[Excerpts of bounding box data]
----

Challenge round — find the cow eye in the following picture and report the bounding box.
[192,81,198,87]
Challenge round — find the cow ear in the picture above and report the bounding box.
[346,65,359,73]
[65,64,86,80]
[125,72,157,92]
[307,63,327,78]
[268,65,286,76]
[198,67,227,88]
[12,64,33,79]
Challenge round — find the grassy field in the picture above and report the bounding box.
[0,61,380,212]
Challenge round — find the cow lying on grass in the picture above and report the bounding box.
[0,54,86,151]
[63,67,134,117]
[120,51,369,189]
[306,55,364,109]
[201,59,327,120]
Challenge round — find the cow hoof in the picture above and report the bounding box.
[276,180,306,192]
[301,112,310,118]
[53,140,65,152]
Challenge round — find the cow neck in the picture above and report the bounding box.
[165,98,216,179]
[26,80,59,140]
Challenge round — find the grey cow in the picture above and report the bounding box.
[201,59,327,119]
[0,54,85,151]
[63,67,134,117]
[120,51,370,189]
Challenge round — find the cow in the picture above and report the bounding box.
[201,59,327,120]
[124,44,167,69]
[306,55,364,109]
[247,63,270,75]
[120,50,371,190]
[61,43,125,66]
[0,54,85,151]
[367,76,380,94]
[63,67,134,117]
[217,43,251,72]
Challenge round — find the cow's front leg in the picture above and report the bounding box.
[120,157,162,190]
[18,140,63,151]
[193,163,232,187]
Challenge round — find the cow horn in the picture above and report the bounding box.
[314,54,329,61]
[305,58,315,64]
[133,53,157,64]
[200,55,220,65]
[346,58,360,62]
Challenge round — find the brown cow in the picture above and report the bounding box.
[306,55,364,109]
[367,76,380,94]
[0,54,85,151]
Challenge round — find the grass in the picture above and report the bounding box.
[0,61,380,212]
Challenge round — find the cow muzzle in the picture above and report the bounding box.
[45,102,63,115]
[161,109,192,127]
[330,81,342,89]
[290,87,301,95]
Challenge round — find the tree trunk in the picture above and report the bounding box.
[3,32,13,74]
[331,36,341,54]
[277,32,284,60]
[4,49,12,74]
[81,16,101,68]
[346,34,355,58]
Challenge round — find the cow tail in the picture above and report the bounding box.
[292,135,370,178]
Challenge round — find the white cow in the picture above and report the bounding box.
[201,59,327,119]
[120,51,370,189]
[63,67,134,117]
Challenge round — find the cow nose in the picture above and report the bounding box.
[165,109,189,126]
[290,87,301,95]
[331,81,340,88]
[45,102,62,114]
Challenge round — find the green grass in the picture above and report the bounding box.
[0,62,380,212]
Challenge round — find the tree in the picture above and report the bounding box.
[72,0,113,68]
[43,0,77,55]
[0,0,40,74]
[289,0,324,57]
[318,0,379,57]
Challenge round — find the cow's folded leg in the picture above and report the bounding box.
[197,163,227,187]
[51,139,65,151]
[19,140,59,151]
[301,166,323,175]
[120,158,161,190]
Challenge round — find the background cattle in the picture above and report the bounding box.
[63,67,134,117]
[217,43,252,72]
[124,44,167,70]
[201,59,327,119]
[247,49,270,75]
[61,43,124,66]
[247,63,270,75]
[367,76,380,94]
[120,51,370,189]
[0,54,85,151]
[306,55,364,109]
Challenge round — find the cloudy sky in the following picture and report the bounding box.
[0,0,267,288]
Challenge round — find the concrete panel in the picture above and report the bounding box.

----

= What is being asked =
Retype, character for character, the part of the material above that opens with the line containing "Challenge round — find the tree in" and closes with the line containing "[318,0,379,57]", including both of those lines.

= Task answer =
Challenge round — find the tree in the picture above and report the bounding box.
[72,0,113,68]
[43,0,77,55]
[0,0,40,74]
[289,0,324,57]
[318,0,379,57]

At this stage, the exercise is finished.